## GIVEN INSTRUCTION
Rewrite each line of the records below as one item in a numbered list, and leave out any blank lines.

────

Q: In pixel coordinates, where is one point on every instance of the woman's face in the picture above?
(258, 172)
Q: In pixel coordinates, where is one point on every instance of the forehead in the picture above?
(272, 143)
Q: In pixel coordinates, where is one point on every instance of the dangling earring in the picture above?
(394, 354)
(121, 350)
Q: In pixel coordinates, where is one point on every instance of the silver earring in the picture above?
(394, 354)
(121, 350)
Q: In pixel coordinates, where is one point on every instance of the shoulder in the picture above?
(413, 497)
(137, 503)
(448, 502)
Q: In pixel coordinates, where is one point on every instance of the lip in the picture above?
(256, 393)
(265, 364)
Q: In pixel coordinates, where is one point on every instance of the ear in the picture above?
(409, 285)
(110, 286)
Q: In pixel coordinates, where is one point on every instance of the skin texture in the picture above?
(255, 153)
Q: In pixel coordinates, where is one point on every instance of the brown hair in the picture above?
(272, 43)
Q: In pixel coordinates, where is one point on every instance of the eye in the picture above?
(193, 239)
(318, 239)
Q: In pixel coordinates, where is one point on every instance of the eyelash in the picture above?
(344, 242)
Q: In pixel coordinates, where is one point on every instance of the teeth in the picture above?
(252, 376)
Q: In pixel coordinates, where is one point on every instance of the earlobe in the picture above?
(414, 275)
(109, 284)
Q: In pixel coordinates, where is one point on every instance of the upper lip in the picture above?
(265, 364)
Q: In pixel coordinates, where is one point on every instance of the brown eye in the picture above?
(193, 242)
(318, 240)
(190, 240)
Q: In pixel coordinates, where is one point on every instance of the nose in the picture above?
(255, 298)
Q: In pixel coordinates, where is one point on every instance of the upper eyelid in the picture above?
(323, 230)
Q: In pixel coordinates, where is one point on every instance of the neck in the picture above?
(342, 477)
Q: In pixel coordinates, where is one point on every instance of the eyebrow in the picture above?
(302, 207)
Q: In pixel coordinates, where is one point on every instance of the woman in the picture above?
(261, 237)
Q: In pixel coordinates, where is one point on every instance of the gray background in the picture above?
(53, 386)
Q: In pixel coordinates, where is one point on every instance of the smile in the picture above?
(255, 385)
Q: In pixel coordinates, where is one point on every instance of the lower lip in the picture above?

────

## EXERCISE ANSWER
1. Q: In pixel coordinates, where is one point on every instance of the woman's face in the picture above?
2. (258, 172)
3. Q: In pixel coordinates, where is one point on every instance of the forehead in the picture above?
4. (272, 143)
5. Q: In pixel coordinates, where is one point on every instance of the dangling earring in the picture above?
6. (394, 354)
7. (121, 350)
8. Q: In pixel coordinates, where is one point on every instance of the silver earring in the picture above?
9. (394, 354)
10. (121, 350)
11. Q: In pixel coordinates, where is one point on every instance of the shoulder in the picture above?
12. (413, 497)
13. (137, 503)
14. (448, 502)
15. Q: In pixel coordinates, where is one point on every instance of the lip in the picture above?
16. (256, 393)
17. (265, 364)
18. Q: In pixel coordinates, where is one point on every instance of the ear in the picture above?
19. (409, 285)
20. (110, 286)
21. Q: In pixel coordinates, where is one point on every instance of the skin texture in the picture above?
22. (255, 153)
23. Q: In pixel coordinates, where is one point on every instance of the brown hair in the picture above?
24. (272, 43)
25. Q: In pixel coordinates, where is one point on every instance of the eye in the picture above?
26. (193, 239)
27. (318, 239)
28. Q: In pixel coordinates, where is one point on every instance of the eyelash in the picture above?
29. (344, 242)
30. Q: In pixel coordinates, where is one point on every instance of the teeth in the picture above?
31. (252, 376)
32. Q: In pixel coordinates, where is one point on every instance of the earlobe in the picture above?
33. (414, 275)
34. (109, 284)
35. Q: In pixel coordinates, where is one point on every instance of the upper lip in the picture above?
36. (265, 364)
37. Q: In pixel coordinates, where is one point on every instance of the brown eye in the picture above?
38. (193, 242)
39. (318, 240)
40. (190, 240)
41. Q: In pixel coordinates, where is one point on every instance of the nose in the picture above?
42. (255, 298)
43. Q: In pixel coordinates, where is one point on every instance of the upper eyelid in the picture above?
44. (323, 230)
45. Q: In pixel coordinates, where is one point on every instance of the neck in the picture above?
46. (342, 477)
47. Q: In pixel coordinates, where is one point on every instance of the eyebrow in the picture above?
48. (302, 207)
49. Q: In pixel coordinates, where is one point on every instance of the woman in the picture above?
50. (261, 237)
51. Q: In pixel coordinates, where is one point on every instance of the gray background in the picture above?
52. (53, 386)
53. Q: In pixel coordinates, where is one point on every instance of the smile in the picture above?
54. (255, 385)
55. Q: In pixel coordinates, where is one point on every instance of the lower lip in the picture above?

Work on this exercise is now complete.